(CONSIGNES):
• 1. Les affirmations suivantes concordent-elles avec le texte sur les fresques de Dessouslavy ? Pour chacune, répondez par oui ou non et citez les mots décisifs du texte.
(a) Les fresques de la gare de La Chaux-de-Fonds ont un équivalent à la gare de Neuchâtel.
(b) Dessouslavy a fréquenté les beaux-arts de Genève avant l'École d'art de La Chaux-de-Fonds.
(c) Le père de Dessouslavy était horloger.
• 2. Pourriez-vous reprendre le texte sur les fresques de Dessouslavy après sa dernière phrase et le prolonger de quelques phrases ?

(BLOC DE TEXTE):

···

Écho des fresques du peintre Dessouslavy au LABO B

En gare, les adeptes du train voient des ouvriers horlogers au travail. Ils surplombent les guichets CFF. Courez Promenade 11 découvrir les esquisses et dessins du maître. Plongée.
Si on lève les yeux en pénétrant dans le hall de la gare à La Chaux-de-Fonds, on découvre trois immenses fresques, signées Georges Dessouslavy. Ces fresques ont leur pendant à la gare de Neuchâtel.
Dessoulavy, un artiste moderne
Le Dictionnaire Historique Suisse en brosse un portrait succinct: Fils de Frédéric-Louis, commerçant en gypserie. Marié à Lina Kehrer. École d’art de La Chaux-de-Fonds (1914-1916), beaux-arts de Genève (1916-1920). Peintre de figures et de natures mortes, paysagiste, auteur de décors monumentaux et lithographe, D. enseigne à l’École d’art de La Chaux-de-Fonds. Ses œuvres, influencées par la peinture postimpressionniste dans les années 1930, sont ensuite marquées par une conversion soudaine au postcubisme.

···

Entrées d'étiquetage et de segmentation
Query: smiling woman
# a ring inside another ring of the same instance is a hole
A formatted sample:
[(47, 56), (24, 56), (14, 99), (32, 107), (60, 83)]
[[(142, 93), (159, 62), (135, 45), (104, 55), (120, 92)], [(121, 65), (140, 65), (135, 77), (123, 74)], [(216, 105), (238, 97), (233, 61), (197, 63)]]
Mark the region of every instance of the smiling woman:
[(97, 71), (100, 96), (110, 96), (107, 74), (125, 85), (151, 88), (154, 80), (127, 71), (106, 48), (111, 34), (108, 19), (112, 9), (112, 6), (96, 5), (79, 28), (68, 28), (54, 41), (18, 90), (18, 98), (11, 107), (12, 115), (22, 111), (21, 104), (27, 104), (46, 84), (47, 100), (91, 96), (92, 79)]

···

(RÉSULTATS):
• 1.
(a) Oui : « Ces fresques ont leur pendant à la gare de Neuchâtel. »
(b) Non : « École d’art de La Chaux-de-Fonds (1914-1916), beaux-arts de Genève (1916-1920). »
(c) Non : « Fils de Frédéric-Louis, commerçant en gypserie. »

• 2.
Presque oublié
Effectuant un périple par étapes pour présenter les créations nichées dans les gare, Laurent Wolf a justement relevé dans Le Temps (29.12.2014), qu’après une période faste où il a été reconnu à sa juste valeur, Georges Dessouslavy avait pour ainsi dire, passé à l’as:
«Le 21 août 1952, dans la matinée, un homme de 54 ans s’effondre sur la place de l’Hôtel-de-Ville d’Yverdon. Il succombe à une crise cardiaque. Il vient de visiter l’exposition consacrée à Antoine Bourdelle (1861-1929), l’un des artistes les plus influents du début du XXe siècle, auteur de nombreuses sculptures destinées à l’espace public.
L’homme qui vient de mourir est peintre. Il s’appelle Georges Dessoulavy (1898-1952). Il fait partie d’une génération d’excellents artistes suisses romands aujourd’hui presque oubliée. Pourtant, des milliers de voyageurs passent tous les jours devant ses grandes fresques dans le hall des gares de Neuchâtel et de La Chaux-de-Fonds.
Couleur douce et harmonie séduisante à Neuchâtel; rigueur et construction à La Chaux-de-Fonds. Des œuvres si différentes, séparées par moins de vingt ans, qu’il est difficile de se persuader qu’elles ont été réalisées par le même homme.»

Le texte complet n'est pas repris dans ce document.